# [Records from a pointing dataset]

#####

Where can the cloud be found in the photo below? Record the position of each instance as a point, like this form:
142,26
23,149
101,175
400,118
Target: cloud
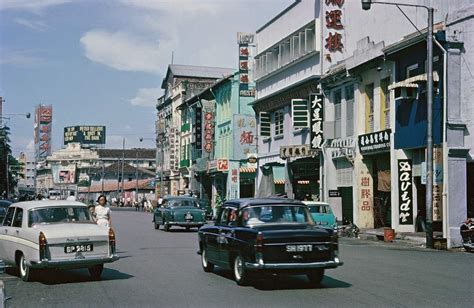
34,25
30,5
125,52
146,97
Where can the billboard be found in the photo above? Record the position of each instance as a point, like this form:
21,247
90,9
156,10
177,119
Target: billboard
84,134
63,174
43,128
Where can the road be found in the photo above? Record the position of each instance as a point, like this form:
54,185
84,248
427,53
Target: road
160,269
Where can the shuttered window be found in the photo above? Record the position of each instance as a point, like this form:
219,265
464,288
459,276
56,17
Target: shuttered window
264,124
299,113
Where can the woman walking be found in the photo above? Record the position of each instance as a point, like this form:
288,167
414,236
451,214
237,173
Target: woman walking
102,213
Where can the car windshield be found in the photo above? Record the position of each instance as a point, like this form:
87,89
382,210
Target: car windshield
319,209
276,214
191,203
58,215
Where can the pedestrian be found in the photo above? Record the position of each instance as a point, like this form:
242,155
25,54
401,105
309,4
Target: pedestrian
102,213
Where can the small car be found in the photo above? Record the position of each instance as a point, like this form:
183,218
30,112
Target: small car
54,234
322,213
268,235
180,211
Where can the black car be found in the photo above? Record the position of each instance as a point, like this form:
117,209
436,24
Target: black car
4,204
272,235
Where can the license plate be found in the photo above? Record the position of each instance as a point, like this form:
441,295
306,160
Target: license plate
299,248
78,248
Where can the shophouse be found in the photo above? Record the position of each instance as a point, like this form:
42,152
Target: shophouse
180,83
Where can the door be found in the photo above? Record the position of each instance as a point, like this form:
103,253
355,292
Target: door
6,238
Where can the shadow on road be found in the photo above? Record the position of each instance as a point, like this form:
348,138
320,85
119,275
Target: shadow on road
53,277
286,282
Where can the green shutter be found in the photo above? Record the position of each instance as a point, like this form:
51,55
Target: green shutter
264,124
300,113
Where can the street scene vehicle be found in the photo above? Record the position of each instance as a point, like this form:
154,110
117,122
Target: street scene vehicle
322,213
179,211
4,204
272,235
54,235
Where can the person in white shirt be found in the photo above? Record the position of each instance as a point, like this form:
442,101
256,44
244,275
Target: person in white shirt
102,213
71,197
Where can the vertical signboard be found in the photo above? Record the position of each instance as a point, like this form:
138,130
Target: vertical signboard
405,191
317,118
43,128
244,40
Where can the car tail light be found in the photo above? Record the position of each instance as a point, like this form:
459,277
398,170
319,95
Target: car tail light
42,245
111,241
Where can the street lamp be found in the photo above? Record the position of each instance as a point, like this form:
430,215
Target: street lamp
160,145
429,104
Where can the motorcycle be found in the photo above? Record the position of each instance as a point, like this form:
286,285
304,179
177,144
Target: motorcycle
467,234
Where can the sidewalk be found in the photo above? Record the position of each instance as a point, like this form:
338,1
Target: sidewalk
416,239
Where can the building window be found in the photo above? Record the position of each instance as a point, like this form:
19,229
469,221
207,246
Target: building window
384,104
349,96
278,120
369,108
337,97
299,113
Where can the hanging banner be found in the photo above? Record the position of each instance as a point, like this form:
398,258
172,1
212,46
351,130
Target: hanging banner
405,192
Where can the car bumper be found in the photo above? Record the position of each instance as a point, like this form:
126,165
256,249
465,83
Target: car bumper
293,266
75,263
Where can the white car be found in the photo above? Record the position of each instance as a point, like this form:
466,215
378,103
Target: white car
54,234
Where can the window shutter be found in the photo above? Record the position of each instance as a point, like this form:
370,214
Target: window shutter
299,113
264,124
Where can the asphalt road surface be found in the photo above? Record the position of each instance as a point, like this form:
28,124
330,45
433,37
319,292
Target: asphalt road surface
160,269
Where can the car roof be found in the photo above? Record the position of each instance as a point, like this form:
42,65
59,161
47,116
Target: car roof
28,205
244,202
310,203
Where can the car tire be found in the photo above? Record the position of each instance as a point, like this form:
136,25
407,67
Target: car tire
241,274
24,269
315,277
96,271
206,265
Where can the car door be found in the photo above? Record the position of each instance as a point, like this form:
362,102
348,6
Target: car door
7,238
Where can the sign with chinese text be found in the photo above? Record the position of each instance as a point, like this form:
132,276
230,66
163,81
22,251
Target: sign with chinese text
405,192
375,142
317,118
84,134
244,131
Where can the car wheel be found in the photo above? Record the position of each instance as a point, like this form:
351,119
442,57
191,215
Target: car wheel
95,271
316,276
241,274
206,265
25,270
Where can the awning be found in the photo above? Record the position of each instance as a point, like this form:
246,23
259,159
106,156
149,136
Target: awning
279,175
247,170
412,82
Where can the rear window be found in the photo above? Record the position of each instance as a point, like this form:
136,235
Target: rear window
59,215
276,214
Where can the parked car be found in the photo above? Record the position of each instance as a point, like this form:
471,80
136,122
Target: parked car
4,204
54,234
322,213
272,235
180,211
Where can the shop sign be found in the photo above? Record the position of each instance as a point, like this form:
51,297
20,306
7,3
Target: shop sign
405,191
317,118
375,142
296,151
222,165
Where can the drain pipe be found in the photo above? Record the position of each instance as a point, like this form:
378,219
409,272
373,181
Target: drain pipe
446,233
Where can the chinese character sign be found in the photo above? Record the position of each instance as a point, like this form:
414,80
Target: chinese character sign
317,118
405,192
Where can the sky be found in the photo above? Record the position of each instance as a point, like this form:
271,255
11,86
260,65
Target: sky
101,62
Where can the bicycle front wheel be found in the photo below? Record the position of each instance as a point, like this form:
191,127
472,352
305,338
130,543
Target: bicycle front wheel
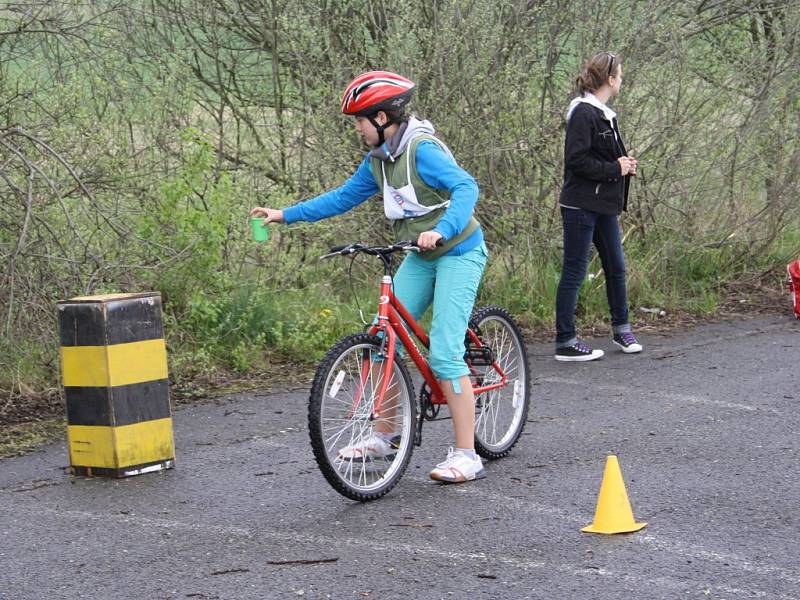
500,414
362,456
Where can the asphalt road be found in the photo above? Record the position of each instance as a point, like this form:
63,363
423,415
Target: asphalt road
704,423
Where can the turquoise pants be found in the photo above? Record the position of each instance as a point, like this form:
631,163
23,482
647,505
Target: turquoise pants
450,283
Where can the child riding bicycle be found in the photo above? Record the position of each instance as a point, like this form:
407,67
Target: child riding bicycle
428,198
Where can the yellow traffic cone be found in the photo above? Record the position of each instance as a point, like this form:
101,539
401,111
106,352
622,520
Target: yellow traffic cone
613,513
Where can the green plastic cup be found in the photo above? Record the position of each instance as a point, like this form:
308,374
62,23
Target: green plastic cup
260,231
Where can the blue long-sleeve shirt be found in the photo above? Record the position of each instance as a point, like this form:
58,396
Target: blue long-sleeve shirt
436,169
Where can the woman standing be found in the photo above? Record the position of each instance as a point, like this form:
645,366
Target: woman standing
597,172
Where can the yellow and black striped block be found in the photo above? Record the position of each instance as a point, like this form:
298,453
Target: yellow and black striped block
114,371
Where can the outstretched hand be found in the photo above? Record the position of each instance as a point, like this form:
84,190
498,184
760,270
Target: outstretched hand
427,239
270,215
628,165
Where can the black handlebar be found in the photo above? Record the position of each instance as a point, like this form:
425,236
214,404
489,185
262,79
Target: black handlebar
358,247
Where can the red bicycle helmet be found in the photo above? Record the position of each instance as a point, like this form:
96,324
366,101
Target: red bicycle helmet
376,90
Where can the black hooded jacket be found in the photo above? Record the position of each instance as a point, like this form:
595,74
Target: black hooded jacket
592,174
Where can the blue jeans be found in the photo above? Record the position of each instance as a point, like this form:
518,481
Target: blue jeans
581,229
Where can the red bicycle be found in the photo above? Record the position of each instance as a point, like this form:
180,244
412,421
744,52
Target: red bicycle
362,386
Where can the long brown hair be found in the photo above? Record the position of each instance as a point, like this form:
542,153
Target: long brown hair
596,71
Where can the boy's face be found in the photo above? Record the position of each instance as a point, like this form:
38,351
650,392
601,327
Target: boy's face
367,130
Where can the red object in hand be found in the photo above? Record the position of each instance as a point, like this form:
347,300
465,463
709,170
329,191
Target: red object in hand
794,285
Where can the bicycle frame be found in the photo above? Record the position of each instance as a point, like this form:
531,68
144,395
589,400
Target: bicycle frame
394,321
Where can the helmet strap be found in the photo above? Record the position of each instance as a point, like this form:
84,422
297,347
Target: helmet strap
379,128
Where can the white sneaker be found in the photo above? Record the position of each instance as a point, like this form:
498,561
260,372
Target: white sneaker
458,467
371,447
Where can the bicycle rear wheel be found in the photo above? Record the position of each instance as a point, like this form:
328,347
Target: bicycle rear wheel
341,425
500,414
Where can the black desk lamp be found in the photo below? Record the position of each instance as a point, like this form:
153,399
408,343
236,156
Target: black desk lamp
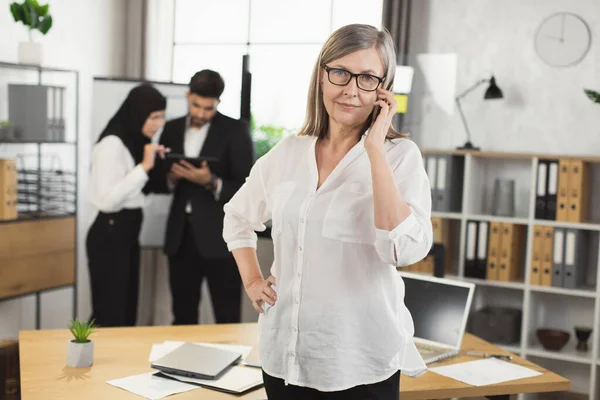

#####

# [GOAL OF THE EXERCISE]
List, unchanged, every line of the data above that contains the string "road".

# [EXERCISE RESPONSE]
Where can the road be found in the photo above? Record the position of each instance as a point, like this form:
Target: road
Where can the shadow on road be found in the photo above? Record the position of each instance as a point, like this form:
Target: shadow on road
Where can the asphalt road surface be found in the photo above? Record the position of each instance as a point, like this form:
Target: asphalt road surface
Where can the asphalt road be found in the photo above? Record the position of each instance as a point, like this form:
Target: asphalt road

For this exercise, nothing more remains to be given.